Copy out unchanged every line from the one containing "church spire — where?" through the one containing "736,282 -> 916,300", both of those lines included.
○ ○ ○ ○ ○
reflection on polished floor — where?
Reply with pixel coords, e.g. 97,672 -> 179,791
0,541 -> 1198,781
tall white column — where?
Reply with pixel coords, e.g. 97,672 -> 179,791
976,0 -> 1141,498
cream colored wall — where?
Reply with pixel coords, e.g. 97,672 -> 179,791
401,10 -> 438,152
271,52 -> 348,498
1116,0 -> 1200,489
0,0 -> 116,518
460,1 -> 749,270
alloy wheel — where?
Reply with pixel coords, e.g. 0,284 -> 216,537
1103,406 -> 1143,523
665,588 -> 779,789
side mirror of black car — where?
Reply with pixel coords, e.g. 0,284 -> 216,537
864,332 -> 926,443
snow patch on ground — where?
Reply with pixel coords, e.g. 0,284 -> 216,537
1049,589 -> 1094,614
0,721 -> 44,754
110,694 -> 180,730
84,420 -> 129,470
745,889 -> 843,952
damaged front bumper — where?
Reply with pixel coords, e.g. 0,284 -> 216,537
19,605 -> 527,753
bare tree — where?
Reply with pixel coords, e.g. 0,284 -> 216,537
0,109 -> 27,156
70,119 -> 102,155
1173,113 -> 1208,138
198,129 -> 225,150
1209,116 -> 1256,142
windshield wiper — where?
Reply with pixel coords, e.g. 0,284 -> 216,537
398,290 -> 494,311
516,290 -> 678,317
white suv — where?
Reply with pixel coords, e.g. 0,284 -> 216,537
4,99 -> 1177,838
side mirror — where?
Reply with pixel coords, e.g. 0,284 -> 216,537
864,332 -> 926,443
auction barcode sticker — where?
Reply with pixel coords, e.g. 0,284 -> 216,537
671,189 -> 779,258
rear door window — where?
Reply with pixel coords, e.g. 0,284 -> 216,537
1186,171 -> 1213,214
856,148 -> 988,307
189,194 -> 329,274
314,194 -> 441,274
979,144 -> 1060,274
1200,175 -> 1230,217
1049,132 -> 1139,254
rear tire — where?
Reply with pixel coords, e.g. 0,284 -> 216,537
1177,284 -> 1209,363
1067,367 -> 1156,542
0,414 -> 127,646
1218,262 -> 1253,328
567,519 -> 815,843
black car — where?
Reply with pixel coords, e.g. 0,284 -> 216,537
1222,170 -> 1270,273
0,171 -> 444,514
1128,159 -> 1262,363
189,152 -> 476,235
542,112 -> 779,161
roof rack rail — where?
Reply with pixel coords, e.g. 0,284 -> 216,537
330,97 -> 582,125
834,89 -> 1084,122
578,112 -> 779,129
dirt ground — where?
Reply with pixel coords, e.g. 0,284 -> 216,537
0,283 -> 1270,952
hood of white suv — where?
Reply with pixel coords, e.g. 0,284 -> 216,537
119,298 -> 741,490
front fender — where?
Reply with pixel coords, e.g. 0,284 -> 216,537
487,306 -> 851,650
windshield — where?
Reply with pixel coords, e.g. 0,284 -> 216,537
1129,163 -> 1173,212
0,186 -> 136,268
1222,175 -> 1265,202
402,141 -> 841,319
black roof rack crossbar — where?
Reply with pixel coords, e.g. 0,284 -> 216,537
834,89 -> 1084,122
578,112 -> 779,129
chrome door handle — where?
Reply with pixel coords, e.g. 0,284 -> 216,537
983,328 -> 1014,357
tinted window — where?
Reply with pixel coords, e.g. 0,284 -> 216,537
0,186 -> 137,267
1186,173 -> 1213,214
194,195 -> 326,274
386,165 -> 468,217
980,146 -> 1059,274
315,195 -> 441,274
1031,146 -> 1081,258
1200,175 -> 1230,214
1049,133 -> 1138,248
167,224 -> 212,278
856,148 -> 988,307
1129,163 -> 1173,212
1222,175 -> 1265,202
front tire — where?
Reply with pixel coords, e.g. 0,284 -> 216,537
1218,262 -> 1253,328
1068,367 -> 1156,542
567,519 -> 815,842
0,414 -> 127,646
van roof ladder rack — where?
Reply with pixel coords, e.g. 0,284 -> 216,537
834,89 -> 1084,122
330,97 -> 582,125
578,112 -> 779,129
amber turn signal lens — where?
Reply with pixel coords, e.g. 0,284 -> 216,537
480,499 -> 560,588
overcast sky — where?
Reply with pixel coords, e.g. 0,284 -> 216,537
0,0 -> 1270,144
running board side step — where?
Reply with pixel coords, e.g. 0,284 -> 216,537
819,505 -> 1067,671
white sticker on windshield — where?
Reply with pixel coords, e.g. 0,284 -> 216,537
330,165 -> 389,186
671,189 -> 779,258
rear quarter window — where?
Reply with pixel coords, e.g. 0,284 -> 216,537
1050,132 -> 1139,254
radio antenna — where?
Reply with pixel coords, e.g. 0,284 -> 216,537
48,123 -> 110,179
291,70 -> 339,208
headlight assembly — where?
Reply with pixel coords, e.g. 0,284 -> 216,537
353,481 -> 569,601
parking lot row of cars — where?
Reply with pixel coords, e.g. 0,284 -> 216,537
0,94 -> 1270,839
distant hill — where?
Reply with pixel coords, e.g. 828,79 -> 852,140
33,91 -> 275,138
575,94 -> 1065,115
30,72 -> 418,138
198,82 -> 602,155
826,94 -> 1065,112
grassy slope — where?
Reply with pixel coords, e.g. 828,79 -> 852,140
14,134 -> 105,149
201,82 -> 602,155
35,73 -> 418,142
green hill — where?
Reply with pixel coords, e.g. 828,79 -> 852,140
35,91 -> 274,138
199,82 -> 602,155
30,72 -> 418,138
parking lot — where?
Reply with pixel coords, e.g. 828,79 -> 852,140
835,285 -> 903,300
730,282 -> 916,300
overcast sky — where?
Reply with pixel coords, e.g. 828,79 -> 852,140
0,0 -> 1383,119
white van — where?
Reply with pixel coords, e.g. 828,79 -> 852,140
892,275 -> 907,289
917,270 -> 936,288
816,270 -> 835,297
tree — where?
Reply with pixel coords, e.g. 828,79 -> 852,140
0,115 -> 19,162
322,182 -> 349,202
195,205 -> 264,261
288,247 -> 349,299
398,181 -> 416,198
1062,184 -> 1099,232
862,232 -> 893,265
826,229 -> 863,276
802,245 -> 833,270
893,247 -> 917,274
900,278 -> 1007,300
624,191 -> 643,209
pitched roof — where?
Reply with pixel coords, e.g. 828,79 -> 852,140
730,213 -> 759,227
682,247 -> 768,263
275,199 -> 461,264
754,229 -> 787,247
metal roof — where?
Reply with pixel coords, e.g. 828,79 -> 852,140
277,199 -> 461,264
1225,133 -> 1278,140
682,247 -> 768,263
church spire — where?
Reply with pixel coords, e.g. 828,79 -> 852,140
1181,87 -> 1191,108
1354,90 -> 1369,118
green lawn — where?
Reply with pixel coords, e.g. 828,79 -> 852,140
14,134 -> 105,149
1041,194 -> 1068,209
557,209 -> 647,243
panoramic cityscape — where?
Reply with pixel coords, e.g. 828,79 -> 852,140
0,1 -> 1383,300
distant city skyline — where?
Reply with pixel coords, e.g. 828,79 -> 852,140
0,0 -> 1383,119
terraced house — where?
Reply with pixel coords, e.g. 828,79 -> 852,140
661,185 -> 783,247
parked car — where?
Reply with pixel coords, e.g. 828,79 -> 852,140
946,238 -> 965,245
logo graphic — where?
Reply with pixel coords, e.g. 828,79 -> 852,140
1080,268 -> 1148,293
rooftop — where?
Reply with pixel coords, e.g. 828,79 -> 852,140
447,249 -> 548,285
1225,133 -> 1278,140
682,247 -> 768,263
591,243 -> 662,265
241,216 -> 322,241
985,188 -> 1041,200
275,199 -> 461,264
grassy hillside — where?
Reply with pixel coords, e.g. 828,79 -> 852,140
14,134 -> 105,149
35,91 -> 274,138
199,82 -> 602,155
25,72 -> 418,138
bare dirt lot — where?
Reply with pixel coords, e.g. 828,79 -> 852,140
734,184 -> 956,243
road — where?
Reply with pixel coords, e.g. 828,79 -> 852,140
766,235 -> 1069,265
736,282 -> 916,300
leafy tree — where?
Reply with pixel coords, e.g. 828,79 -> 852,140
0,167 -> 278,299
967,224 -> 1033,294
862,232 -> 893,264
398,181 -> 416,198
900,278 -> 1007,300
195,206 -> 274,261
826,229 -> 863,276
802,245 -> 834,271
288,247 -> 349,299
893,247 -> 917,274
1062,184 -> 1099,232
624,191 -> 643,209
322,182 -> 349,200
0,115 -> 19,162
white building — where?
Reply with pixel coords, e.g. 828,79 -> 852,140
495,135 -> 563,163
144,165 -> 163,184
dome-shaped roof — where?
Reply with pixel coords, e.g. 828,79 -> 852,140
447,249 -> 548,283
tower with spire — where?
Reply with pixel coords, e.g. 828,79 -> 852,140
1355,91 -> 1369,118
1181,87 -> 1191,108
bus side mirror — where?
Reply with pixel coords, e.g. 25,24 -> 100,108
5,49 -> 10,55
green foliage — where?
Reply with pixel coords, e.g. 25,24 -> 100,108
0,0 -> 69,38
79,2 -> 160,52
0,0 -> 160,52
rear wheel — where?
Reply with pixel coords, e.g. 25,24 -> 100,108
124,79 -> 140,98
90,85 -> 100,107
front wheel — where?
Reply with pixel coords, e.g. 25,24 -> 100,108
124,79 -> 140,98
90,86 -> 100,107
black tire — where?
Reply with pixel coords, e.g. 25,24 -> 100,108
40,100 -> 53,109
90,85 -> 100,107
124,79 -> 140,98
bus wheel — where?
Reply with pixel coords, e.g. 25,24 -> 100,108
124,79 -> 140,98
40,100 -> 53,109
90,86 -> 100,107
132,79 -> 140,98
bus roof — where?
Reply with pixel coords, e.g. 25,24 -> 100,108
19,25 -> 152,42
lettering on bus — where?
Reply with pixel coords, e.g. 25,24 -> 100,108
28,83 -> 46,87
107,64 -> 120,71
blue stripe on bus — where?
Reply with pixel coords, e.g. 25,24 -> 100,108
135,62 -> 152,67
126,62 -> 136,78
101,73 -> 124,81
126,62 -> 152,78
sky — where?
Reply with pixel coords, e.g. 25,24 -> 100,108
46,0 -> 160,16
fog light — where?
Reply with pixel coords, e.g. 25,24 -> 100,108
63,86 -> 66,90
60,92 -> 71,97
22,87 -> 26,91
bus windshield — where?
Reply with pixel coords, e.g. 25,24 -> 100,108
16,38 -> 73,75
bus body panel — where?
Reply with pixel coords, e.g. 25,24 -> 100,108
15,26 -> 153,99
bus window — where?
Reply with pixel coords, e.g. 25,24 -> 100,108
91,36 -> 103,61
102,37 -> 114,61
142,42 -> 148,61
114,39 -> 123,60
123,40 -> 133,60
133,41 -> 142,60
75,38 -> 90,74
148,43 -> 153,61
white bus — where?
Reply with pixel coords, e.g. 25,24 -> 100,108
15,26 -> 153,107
○ ○ ○ ○ ○
**Solution to this problem**
church spire — where?
Reply with pixel coords, e.g. 828,79 -> 852,140
1181,87 -> 1191,108
1354,90 -> 1369,118
green lawn — where?
Reply with pixel coords, e.g. 828,79 -> 852,140
14,134 -> 105,149
1041,194 -> 1068,209
557,209 -> 647,243
panoramic cityscape — where?
Reply with pixel coords, e.g. 828,79 -> 852,140
0,1 -> 1383,300
distant city skyline — where?
Reply with pixel coords, e.g. 828,79 -> 852,140
0,0 -> 1383,119
terraced house — where?
Reply with pixel coords, e.g. 828,79 -> 852,140
661,185 -> 783,247
parked car — where?
Reply with pixel coords, e.g. 828,79 -> 852,140
946,238 -> 965,245
logo graphic — where?
Reply with pixel coords, e.g. 828,79 -> 852,140
1080,268 -> 1148,293
rooftop — where?
Reply with pixel coords, e.g. 828,79 -> 852,140
447,249 -> 548,285
1225,133 -> 1278,140
682,247 -> 768,263
591,243 -> 662,265
241,216 -> 322,241
985,188 -> 1041,200
275,199 -> 461,264
grassy hillside — where?
Reply with pixel coords, e.g. 828,79 -> 852,140
14,134 -> 105,149
35,91 -> 274,138
199,82 -> 602,155
25,72 -> 418,138
bare dirt lot — where?
Reply with pixel coords, e.g. 828,79 -> 852,140
734,184 -> 956,243
road — where?
Reply with pixel coords, e.g. 828,79 -> 852,140
766,235 -> 1069,265
736,282 -> 916,300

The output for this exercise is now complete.